PROBLEM STATEMENT: A complete copy of the entries, exactly as written, is the expected result.

DATA UNDER STUDY:
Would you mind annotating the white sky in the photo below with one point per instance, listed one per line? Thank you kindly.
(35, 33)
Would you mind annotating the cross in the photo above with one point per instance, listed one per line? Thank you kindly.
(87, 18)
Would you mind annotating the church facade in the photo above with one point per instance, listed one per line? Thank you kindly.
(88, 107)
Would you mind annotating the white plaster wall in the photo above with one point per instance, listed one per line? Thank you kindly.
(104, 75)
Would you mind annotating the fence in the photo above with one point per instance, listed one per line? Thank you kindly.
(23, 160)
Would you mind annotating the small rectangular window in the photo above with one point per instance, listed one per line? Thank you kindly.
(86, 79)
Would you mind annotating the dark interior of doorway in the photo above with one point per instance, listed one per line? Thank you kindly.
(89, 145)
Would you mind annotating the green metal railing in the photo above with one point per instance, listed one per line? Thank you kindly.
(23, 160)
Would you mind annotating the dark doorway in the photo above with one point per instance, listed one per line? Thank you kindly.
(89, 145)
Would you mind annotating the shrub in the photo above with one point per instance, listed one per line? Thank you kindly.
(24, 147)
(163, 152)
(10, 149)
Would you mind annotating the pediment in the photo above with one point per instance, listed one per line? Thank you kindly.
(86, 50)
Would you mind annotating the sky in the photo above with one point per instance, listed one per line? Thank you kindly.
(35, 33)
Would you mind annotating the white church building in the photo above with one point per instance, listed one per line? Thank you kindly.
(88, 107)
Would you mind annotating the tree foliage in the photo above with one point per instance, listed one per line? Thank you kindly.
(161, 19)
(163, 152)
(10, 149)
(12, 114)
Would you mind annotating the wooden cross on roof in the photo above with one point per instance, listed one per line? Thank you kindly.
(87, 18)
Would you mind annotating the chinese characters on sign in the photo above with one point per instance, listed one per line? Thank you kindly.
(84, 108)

ANSWER TO THIS PROBLEM:
Would you mind annotating the white sky in the photo below with one point per instance, listed one per line? Thank you kindly.
(35, 33)
Would you mind annotating the cross in the photo above with one point per instance, listed one per line? Thank you kindly.
(87, 18)
Would you mind annotating the church facade in the photo above with one point per instance, listed one per line? Thank you kindly.
(88, 107)
Would you mind annotating the white plaster wall in the photo above with one point per instance, listed one per line? Thank you kindly.
(104, 75)
Would you mind annotating the fence in the photo above with one point per instance, listed one per line? Thank you kindly.
(23, 160)
Would you mind annotating the small rectangular window in the photo above with one point per instance, listed one per line? Thank you kindly.
(86, 79)
Would you mind annotating the dark interior of doorway in the photo above with one point per instance, listed one per line? Thank you kindly.
(89, 145)
Would you mind annotating the green metal railing in the photo above with one point per instance, listed one per line? Thank you kindly.
(23, 160)
Would you mind annotating the dark doorway in the photo above with one point per instance, listed one per line? Thank you kindly.
(89, 145)
Would you mind annotating the shrub in the photo above with one point per instance, listed one per line? Thank you kindly.
(24, 147)
(163, 152)
(10, 149)
Would you mind annotating the pediment in the photo above with one point per instance, listed one per line? Thank you kindly.
(86, 50)
Would you mind annotating the sky in the photo above with one point per instance, listed one per line? Thank you kindly.
(35, 33)
Would you mind annotating the white church building in the photo above with one point per instance, listed one per line? Thank you kindly.
(88, 107)
Would you mind annotating the tree foliage in the photo above with one point per instance, listed one per line? Thank you kindly.
(161, 19)
(163, 152)
(10, 149)
(12, 114)
Would you mind annotating the wooden cross on roof in the photo above with one point per instance, listed one per line? Thank you kindly.
(87, 18)
Would you mind annotating the chinese characters on sign in the photo above with one point per instance, listed one per line? Thank you kindly.
(84, 108)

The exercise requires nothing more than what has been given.